■ GOAL OF THE EXERCISE:
Reproduce, without any changes, the lines of the listing below from the line with "Mark every instance of the yellow" up to and including the line with "[(198, 154)]".

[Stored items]
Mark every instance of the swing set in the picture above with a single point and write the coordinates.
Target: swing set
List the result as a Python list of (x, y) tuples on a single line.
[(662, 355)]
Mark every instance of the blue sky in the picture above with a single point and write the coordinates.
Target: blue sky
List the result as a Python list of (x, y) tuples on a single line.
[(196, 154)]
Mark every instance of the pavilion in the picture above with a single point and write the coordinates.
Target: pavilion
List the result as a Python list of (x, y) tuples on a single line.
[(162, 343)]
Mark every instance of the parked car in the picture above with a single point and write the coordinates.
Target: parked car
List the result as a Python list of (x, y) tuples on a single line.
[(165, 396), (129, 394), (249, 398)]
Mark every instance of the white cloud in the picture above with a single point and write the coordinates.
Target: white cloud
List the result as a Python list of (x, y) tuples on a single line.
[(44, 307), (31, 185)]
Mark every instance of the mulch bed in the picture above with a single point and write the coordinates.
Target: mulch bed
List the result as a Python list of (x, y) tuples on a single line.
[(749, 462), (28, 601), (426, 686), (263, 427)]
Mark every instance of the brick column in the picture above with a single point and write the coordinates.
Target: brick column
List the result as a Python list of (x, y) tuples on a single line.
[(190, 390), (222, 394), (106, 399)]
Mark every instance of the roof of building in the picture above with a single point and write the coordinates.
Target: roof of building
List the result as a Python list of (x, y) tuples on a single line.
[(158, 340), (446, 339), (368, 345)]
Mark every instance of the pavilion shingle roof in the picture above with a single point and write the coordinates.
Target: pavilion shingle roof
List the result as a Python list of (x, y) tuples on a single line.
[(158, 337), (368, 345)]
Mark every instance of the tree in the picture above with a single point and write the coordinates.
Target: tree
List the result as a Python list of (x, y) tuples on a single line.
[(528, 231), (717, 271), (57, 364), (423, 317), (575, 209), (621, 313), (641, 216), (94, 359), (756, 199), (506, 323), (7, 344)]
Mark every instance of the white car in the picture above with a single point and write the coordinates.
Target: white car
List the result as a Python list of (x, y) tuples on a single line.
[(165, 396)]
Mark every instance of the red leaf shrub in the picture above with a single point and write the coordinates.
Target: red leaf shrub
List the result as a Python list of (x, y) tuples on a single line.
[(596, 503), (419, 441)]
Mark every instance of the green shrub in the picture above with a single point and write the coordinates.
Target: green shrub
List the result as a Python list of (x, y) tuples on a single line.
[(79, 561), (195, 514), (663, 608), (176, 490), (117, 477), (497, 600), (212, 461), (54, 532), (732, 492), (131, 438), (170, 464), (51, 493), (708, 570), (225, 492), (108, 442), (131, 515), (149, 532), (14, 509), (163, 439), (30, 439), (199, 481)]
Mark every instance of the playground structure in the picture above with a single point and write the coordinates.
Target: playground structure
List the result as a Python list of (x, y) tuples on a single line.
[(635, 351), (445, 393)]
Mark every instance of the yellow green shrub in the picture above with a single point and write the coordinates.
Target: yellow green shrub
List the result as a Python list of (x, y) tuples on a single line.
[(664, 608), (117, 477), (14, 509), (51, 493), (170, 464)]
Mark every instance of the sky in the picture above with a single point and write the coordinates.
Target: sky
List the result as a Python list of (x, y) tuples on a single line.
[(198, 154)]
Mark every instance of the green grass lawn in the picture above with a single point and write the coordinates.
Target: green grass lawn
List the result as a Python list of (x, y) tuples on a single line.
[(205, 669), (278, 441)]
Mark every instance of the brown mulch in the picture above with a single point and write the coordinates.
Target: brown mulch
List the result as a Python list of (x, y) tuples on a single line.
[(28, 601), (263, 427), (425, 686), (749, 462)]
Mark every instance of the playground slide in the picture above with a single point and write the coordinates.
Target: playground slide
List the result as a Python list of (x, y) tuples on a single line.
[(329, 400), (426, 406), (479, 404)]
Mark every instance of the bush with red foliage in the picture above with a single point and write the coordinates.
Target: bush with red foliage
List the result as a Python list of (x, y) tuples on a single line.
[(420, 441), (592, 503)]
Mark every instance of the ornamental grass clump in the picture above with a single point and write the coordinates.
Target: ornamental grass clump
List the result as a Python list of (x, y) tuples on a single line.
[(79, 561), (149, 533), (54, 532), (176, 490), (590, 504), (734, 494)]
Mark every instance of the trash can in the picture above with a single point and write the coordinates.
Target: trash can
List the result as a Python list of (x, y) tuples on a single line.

■ REPLY TO THE EXERCISE:
Mark every instance of the yellow green shrub in the picture above with a single point and write the coordinates.
Target: yellow green shrub
List the result as a Python list of (x, y) tuples on a single line.
[(664, 608), (117, 477), (14, 509), (51, 493), (170, 464)]
Mark every instance of the sky in the picture above with a single point and write the coordinates.
Target: sky
List the result as a Python list of (x, y) tuples on a single line.
[(198, 154)]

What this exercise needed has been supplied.